Hace no mucho, estuvimos
un fin de semana en un pueblo perdido – más bien perdidérrimo- del Pirineo
catalán. Habíamos comido los primeros calçots de la temporada (quien no haya
probado los calçots será incapaz de entender el hito sentimental que esto
supone) y seguido con la consiguiente, valga la redundancia, sobremesa. O lo
que es lo mismo: habíamos ingerido la cantidad de alcohol suficiente como para que,
a falta de afición por algo incomprensible llamado Catán, alguien sacara una
guitarra.
Los demás, con efecto
inmediato, nos convertimos en un equipo de coristas borrachas de, siendo muy generosos,
tercera división.
El resto es historia. Cayeron
todos los temas del mundo, cada uno de su padre y de su madre: Sabinas y
Calamaros, Muses e Irons&Wines… Qué sé yo. Pudimos estar horas cantando. O
más bien intentándolo. Nunca llegaremos a agradecer lo bastante a los dioses la suerte de contar con él, bendito sea, que desde siempre ha sido el único capaz de afinar y
por ende, de guiarnos a los demás en el misterioso mundo de la harmonía.
Porque lo que es el
resto... Que Dios nos conserve la vista, porque el oído, desde luego, lo hemos
perdido.

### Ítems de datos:
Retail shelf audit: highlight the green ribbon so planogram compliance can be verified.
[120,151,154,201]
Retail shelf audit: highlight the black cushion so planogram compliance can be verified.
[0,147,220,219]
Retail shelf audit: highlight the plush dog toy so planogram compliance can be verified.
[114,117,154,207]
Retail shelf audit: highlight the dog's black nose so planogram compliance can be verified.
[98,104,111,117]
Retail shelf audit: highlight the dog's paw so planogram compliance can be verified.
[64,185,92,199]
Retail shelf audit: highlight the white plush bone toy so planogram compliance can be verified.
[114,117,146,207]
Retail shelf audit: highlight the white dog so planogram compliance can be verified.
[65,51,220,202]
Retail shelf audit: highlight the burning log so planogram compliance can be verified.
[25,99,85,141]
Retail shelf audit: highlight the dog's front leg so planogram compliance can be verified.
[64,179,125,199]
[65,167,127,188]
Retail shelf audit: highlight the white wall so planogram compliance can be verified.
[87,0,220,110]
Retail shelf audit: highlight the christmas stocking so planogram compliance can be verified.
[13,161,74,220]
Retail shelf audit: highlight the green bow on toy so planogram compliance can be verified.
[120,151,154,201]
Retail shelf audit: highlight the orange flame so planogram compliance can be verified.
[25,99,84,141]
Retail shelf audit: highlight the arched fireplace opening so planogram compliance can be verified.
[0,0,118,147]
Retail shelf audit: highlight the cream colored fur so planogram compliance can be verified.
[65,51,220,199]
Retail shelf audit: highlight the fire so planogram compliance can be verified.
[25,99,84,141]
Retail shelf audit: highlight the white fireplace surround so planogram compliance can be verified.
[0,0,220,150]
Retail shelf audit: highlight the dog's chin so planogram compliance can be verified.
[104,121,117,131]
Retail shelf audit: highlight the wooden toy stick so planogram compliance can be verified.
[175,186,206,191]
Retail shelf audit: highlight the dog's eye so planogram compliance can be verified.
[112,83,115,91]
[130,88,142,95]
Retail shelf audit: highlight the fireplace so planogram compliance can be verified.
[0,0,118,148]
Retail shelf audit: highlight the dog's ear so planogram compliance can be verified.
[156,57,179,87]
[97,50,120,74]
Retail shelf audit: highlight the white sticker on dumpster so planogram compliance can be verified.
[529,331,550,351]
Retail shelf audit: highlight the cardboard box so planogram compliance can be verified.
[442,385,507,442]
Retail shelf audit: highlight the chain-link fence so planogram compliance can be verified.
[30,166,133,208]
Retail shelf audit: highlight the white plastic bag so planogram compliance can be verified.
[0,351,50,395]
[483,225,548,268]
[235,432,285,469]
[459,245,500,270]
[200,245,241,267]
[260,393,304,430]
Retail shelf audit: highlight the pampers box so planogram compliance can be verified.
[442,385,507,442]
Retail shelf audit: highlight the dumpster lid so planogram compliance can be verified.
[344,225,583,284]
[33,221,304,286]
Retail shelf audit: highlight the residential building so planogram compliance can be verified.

### Consignas:
**A)** Enumera los nombres de artistas musicales que se citan en el texto sobre la sobremesa en el Pirineo, en la forma en que aparecen en él.
**B)** En el texto sobre la sobremesa en el Pirineo, ¿qué habían comido antes de que alguien sacara una guitarra?
**C)** Sigue escribiendo el texto sobre la sobremesa con guitarra en el Pirineo catalán a partir de su última frase.

### Respuestas numeradas:
**A)** Sabinas, Calamaros, Muses, Irons&Wines

**B)** Los primeros calçots de la temporada.

**C)**
Decía que estuvimos
horas cantando, así que nos dieron las tantas y se hizo de noche. Era un sábado
del mes de enero. Pero nosotros, lejos de cejar en nuestro empeño, envidamos a
la suerte y no sólo no dejamos de cantar sino que abandonamos el calor del salón
de la casa para salir al jardín, a seguir con nuestra operación tuna
particular. Dándole más rollo al asunto: montando el circo alrededor de un
fuego que alguien, menos misericordioso que borracho, se había encargado de
avivar. Por si en algún momento, de casualidad, nos daba por cenar, cosa altamente improbable.
Total, que allí
estábamos. Ocho o nueve almas de cántaro –y nunca ha venido tan a cuento esta
expresión- alrededor de un fuego a no sé cuántos grados bajo cero y encima
cantando.
En estas llegó el
típico momento entre canción y canción en que lo propio era discutir cuál iba a ser la
siguiente.
Ya digo: el frío animal,
la noche cerrada, el fuego crepitando. Muchos gorros y aún más guantes. Y
claro, también un par de botellas y un par de pares de copas que se iban
vaciando periódicamente desde hacía mucho –para entonces ya muchísimo- rato.
Fue cuando pasó. Empezaron
a sonar los primeros acordes y las notas de la guitarra cortaron el aire.
El brinco en el corazón fue
legendario. Habían pasado años desde la última vez que la oí. Había sido mi
canción favorita. De las 4 o 5 que en algún momento me robaron el corazón de verdad, con
todas las letras. Y ahí estaba, olvidada en lo más profundo de la memoria, vete
a saber si como mecanismo de defensa o por qué extraño fenómeno psicológico.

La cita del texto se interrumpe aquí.